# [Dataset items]
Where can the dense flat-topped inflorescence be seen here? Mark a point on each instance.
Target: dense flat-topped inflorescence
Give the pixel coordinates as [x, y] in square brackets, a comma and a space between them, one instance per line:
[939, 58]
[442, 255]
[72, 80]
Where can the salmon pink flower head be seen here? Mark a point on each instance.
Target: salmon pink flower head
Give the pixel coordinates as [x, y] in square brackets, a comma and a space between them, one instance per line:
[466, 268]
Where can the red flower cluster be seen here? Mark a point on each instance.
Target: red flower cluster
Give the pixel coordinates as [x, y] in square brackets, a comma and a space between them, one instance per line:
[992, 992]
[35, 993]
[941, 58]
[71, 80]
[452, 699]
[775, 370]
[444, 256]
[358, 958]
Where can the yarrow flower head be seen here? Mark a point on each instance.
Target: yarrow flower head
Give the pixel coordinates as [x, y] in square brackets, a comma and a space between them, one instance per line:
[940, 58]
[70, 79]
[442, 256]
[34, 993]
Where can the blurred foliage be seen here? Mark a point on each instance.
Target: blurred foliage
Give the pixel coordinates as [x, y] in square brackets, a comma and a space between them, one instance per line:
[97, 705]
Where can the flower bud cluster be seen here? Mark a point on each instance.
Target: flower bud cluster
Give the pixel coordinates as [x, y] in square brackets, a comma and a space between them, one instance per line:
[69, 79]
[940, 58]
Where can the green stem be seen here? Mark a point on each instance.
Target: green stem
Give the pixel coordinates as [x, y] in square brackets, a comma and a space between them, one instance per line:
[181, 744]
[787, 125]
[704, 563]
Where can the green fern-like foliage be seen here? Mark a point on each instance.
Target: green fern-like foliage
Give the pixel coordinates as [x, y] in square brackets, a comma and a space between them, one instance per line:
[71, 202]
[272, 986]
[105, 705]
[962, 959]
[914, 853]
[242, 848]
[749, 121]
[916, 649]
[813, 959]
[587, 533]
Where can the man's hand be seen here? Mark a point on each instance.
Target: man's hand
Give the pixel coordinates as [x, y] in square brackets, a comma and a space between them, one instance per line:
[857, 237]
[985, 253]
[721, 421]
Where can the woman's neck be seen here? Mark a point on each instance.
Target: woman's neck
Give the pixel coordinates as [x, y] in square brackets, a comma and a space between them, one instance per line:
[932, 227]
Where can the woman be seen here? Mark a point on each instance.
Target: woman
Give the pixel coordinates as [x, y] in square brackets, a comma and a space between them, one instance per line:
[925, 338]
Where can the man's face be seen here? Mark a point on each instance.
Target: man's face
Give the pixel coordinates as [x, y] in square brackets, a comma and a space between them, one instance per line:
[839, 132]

# [Aim of the exercise]
Rewrite all of the data above so that each "Target" becomes "Object". Leave every other part unchanged.

# [Written answer]
Where can the dense flat-topped inflorescence be seen here? Mark a point on each instance.
Object: dense flat-topped inflorescence
Give the pixel coordinates as [x, y] in square brackets, a comma and a space between them, one instance per line:
[939, 58]
[442, 255]
[72, 80]
Where can the salmon pink flower head be seen here? Mark a point on each instance.
Object: salmon pink flower head
Give the pixel coordinates as [x, y] in square brackets, a comma and a space between them, one instance per line:
[466, 268]
Where can the red flower cluster be seen here? Mark a point on each instance.
Object: red flower cluster
Give the pixel coordinates as [x, y] in square brackets, a comma and a space between them, one instance per line:
[992, 992]
[35, 993]
[941, 58]
[71, 80]
[452, 699]
[775, 370]
[444, 256]
[358, 958]
Where can the yarrow flower head be seen here? Mark a point on each instance.
Object: yarrow flower head
Give the pixel coordinates as [x, y] in square brackets, a comma and a space between them, one instance per line:
[940, 58]
[70, 79]
[442, 256]
[34, 993]
Where can the blurred foliage be seen here? Mark a point on each instance.
Object: blurred foliage
Give the pixel coordinates as [x, y] in square brackets, a comma and a space between them, one instance per line:
[97, 705]
Where can the flower bud cluster be seen here? Mark a point on each instance.
Object: flower bud cluster
Give the pixel coordinates as [x, y] in square brackets, a comma and a space between them, one instance per line:
[69, 79]
[940, 58]
Where can the green stem be seen here? Mark a point on each instance.
Object: green stem
Give the pixel coordinates as [x, y] in square brackets, a comma and a space between them, one instance per line:
[181, 744]
[787, 125]
[704, 563]
Where can the green fern-like foliage be seen here? Mark a point on each instance.
Object: green fern-like foliage
Give the pixel coordinates as [x, y] in square brackets, a comma and a space between them, one instance per line:
[71, 202]
[272, 986]
[105, 705]
[962, 959]
[914, 853]
[242, 848]
[749, 121]
[916, 649]
[813, 959]
[587, 533]
Where can the man's hand be seen here? Mark a point on each instance.
Object: man's hand
Give the pixel coordinates as [x, y] in square brackets, a comma and a space between them, one instance per line:
[857, 237]
[985, 253]
[721, 421]
Where can the woman's neck be seen here? Mark a point on each instance.
Object: woman's neck
Give the pixel coordinates as [x, y] in square brackets, a comma and a space between them, one instance per line:
[932, 227]
Where can the woman be seen here? Mark a point on each instance.
Object: woman
Give the pixel coordinates as [x, y] in square brackets, a comma and a space between them, one instance per line:
[925, 338]
Where can the man's face be seen here? Mark a point on each instance.
Object: man's face
Give the pixel coordinates as [x, y] in square brackets, a comma and a space between them, one instance per line:
[839, 132]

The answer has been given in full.